» **Problem details**:
Leaving out the pictures, output each record exactly as it stands.

» **Records**:
:::::

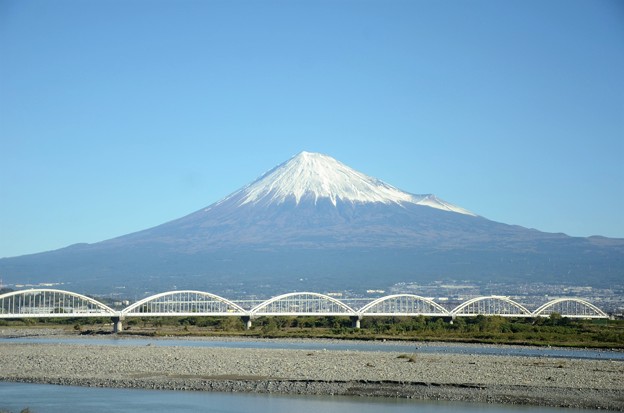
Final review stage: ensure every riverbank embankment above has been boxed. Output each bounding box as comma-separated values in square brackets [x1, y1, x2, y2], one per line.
[1, 338, 623, 410]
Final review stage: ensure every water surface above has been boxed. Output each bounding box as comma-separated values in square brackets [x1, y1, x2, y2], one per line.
[0, 382, 590, 413]
[4, 335, 622, 361]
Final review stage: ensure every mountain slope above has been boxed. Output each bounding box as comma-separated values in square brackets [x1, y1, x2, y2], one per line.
[1, 151, 622, 294]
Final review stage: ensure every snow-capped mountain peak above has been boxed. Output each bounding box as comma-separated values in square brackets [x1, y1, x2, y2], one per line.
[222, 151, 475, 216]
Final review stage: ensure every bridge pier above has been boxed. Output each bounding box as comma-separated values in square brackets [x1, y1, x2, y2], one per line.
[241, 316, 252, 330]
[112, 316, 123, 333]
[351, 315, 362, 329]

:::::

» **Exercise solution**:
Final review stage: ensure every riverbank embankment above has been boxed. Output each bounding box as comma-separated values in square brackets [x1, y1, x2, y2], one per line.
[1, 338, 623, 410]
Final review stage: ensure every water surface above has been boxed. Output each bounding box as comma-separated values in square brackets [x1, y1, x2, y2], one per line.
[0, 382, 590, 413]
[4, 335, 622, 361]
Final review stage: ensure every mountain slope above has been boxed. Output each bounding box as comma-separated values in square brackets [x1, y1, x2, y2], one per line.
[1, 151, 622, 294]
Final review stage: ensure every snow-capped mountain peak above has been boxed. Output each bounding box as comma-separated values in square brackets [x1, y1, x2, y2], one per line.
[222, 151, 475, 216]
Final review stage: ensure every bridge pier above has been boxed. Output each bounding box as comma-separated values in square brackets [x1, y1, x2, y2], one per line.
[241, 316, 252, 330]
[112, 316, 123, 333]
[351, 315, 362, 329]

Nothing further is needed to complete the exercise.